▶ _Request_
Show every line from the records below that contains the word "water", copied in full.

Entries for bounding box labeling:
........
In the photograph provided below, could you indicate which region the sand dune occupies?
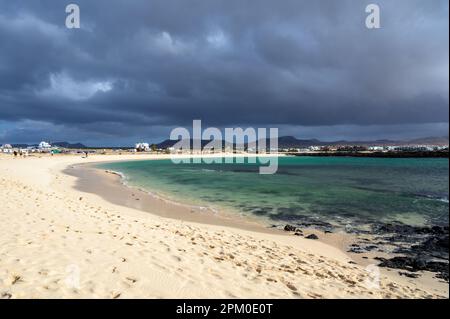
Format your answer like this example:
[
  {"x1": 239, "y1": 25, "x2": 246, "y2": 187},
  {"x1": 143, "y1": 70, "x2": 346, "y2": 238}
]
[{"x1": 0, "y1": 156, "x2": 448, "y2": 298}]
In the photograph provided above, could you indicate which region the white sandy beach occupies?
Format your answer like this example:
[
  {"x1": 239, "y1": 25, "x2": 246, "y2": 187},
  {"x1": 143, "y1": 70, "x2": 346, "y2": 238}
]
[{"x1": 0, "y1": 155, "x2": 448, "y2": 298}]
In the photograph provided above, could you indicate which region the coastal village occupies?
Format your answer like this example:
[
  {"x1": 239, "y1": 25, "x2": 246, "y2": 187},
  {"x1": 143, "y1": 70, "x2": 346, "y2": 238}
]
[{"x1": 0, "y1": 141, "x2": 448, "y2": 157}]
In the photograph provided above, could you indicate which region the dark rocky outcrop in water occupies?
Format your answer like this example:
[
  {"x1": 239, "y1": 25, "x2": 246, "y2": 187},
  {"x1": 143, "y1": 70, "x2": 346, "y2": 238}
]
[
  {"x1": 373, "y1": 224, "x2": 449, "y2": 282},
  {"x1": 375, "y1": 256, "x2": 449, "y2": 282},
  {"x1": 284, "y1": 224, "x2": 297, "y2": 231}
]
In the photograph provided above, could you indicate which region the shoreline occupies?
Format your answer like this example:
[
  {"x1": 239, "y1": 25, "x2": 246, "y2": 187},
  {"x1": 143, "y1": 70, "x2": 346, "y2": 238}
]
[
  {"x1": 65, "y1": 159, "x2": 447, "y2": 293},
  {"x1": 0, "y1": 155, "x2": 448, "y2": 298}
]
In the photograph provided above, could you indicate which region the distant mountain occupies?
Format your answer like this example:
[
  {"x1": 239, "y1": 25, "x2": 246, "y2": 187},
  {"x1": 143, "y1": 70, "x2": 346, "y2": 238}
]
[{"x1": 408, "y1": 136, "x2": 448, "y2": 145}]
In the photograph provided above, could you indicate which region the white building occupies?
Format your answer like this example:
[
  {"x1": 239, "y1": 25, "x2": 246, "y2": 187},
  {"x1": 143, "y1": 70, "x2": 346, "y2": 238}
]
[
  {"x1": 134, "y1": 143, "x2": 150, "y2": 152},
  {"x1": 0, "y1": 144, "x2": 13, "y2": 153},
  {"x1": 39, "y1": 141, "x2": 52, "y2": 151}
]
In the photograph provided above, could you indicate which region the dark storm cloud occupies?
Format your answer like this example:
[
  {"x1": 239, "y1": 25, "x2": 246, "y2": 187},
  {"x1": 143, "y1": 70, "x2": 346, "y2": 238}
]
[{"x1": 0, "y1": 0, "x2": 449, "y2": 140}]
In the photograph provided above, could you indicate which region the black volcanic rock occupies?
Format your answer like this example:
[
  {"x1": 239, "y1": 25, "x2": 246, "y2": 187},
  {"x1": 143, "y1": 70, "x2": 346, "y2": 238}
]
[{"x1": 284, "y1": 224, "x2": 297, "y2": 231}]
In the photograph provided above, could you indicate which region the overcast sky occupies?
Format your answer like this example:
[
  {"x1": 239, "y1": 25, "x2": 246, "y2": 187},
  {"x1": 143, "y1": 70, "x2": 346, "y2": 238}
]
[{"x1": 0, "y1": 0, "x2": 449, "y2": 145}]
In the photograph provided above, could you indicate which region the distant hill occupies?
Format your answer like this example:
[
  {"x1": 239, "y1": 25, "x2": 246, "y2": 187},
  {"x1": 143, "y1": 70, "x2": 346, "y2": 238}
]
[
  {"x1": 156, "y1": 136, "x2": 449, "y2": 149},
  {"x1": 51, "y1": 142, "x2": 87, "y2": 148},
  {"x1": 12, "y1": 142, "x2": 88, "y2": 149}
]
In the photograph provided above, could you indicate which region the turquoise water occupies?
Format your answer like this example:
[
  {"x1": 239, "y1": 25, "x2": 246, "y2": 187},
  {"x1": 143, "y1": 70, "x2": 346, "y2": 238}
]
........
▶ _Full answer_
In the photograph provided above, could you indicate which region the dark rocky outcrop in water occupies?
In the photograph provided above, could you indicate which region the turquoise water occupies?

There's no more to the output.